**Source**
════════════════
Meanwhile, fault reduction methods are essential to minimize unnecessary FIs in system reliability evaluations, allowing resources to focus on impactful errors. By targeting critical paths and sensitive components, these methods improve test efficiency and reduce FI time and computational demands. However, most existing fault reduction frameworks rely solely on RTL simulations, which can be inaccurate in both large and complex systems. For example, Raasch et al. [13] introduced an innovative approach that extracts circuit node trees from RTL designs to improve the precision of ACE analysis, yet this method does not simulate the actual netlist, which can result in inaccuracies. Similarly, Yang et al. [14] proposed an ACE-based propagation graph approach (ACE-Pro) for fault reduction using RTL analysis, achieving fault reductions ranging from 98.91% to 99.91%. However, the ACE-Pro method relies on pre-simulation and analysis at the RTL level, which also cannot accurately reflect the actual physical designs.
════════════════
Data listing
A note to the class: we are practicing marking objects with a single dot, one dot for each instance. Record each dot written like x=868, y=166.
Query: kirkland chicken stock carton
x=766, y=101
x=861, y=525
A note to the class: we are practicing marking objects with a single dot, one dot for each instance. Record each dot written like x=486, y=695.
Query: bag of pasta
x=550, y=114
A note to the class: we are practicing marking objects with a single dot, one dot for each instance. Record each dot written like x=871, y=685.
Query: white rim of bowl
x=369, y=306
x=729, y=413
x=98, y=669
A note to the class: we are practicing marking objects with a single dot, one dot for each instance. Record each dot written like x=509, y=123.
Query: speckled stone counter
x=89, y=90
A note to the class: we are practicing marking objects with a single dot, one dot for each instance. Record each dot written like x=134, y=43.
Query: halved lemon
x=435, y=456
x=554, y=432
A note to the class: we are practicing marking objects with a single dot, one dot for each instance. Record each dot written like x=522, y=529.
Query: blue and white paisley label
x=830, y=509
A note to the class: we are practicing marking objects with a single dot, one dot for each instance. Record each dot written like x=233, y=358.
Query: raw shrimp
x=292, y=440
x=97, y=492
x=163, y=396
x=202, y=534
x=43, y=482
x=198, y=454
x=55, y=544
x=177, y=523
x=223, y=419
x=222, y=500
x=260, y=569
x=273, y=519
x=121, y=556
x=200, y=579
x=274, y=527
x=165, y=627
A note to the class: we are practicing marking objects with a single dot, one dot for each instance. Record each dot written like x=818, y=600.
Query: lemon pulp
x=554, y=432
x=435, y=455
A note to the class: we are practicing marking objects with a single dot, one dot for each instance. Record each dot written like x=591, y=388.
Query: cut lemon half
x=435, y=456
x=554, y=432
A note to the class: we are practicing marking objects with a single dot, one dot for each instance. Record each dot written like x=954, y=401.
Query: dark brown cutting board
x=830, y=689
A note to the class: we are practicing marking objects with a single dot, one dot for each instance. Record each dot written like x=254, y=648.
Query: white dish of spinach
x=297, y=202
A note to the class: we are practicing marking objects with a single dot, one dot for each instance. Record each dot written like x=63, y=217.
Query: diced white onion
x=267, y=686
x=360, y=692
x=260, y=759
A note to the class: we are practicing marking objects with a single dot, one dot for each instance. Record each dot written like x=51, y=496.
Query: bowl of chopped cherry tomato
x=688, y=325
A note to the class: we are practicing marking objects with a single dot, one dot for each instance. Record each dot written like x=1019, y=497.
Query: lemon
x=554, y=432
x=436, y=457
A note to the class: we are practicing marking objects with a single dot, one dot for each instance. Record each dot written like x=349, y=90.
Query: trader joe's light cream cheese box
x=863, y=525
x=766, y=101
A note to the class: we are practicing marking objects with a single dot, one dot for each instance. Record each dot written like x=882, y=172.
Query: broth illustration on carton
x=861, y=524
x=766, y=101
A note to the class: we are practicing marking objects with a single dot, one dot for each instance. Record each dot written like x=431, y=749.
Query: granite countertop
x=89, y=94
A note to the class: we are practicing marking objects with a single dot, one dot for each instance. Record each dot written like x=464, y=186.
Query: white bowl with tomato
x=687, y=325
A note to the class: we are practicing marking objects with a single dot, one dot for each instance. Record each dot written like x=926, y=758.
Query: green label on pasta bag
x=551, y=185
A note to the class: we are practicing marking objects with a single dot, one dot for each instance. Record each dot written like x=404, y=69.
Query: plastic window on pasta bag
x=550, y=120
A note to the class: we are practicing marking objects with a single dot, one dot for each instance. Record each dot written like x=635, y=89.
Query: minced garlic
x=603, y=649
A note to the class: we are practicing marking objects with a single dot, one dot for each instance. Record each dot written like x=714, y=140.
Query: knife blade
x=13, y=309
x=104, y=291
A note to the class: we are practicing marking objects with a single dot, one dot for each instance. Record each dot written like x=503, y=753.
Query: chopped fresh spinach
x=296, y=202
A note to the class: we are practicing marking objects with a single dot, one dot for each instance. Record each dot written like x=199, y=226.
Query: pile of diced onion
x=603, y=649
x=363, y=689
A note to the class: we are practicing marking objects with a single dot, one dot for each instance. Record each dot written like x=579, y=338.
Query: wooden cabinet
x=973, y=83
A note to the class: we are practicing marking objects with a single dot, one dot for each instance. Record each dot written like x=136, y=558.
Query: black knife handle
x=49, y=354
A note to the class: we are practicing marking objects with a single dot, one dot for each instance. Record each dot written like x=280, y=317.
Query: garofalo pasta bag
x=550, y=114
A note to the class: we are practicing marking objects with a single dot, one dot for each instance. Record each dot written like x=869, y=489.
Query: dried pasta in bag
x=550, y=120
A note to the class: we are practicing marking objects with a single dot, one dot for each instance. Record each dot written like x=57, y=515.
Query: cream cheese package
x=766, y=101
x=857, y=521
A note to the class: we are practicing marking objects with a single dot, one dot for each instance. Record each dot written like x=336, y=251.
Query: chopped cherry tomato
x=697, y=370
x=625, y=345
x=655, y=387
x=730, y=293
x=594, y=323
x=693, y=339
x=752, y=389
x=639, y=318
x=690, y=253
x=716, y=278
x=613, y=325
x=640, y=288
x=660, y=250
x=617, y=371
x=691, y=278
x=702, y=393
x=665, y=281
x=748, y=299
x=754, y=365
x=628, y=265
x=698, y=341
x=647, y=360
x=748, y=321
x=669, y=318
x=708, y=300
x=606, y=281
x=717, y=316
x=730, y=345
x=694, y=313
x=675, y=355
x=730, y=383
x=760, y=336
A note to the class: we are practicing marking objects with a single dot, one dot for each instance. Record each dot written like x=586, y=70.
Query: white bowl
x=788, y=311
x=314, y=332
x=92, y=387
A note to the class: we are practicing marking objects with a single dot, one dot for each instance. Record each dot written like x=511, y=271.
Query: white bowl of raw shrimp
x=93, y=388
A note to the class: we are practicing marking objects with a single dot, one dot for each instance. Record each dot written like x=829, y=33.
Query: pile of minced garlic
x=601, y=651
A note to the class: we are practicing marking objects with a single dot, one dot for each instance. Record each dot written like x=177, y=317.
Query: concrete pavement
════════════════
**What is asked**
(1) In the passage on fault reduction methods, what range of fault reductions did the ACE-Pro approach achieve?
(2) Resume the passage on fault reduction methods, picking up after its final sentence.

**Task responses**
(1) From 98.91% to 99.91%.

(2)
Both software-based and hardware-based FI frameworks have their own advantages. Therefore, a co-design FI framework that combines both software and hardware, with low overhead and high efficiency, is essential. Additionally, it

is necessary to develop components capable of accurately modeling the faults in the DUT under real conditions, allowing pruned FI and further improving FI efficiency.

#### III. GENSHIN FRAMEWORK

As shown in Fig. 1, a generalized FI framework (Genshin) is introduced, incorporating a lightweight RISC-V core for FI in the standalone mode and JTAG logic for FI in the interactive user mode. In standalone mode, FI is conducted solely using the RISC-V core without external interaction. This mode is suitable for large-scale FI experiments, especially with many DUT chips in parallel. In interactive mode, a computer communicates with Genshin through JTAG, issuing Tcl commands to perform interactive human-in-the-loop FI. A clock and scan management unit (CSMU) and a programmable FI unit (PFIU) similar to a tiny FPGA are implemented for SC-based FI with configurable error patterns. In addition, an ACE-based fault table generator is implemented for efficient fault reduction during FI.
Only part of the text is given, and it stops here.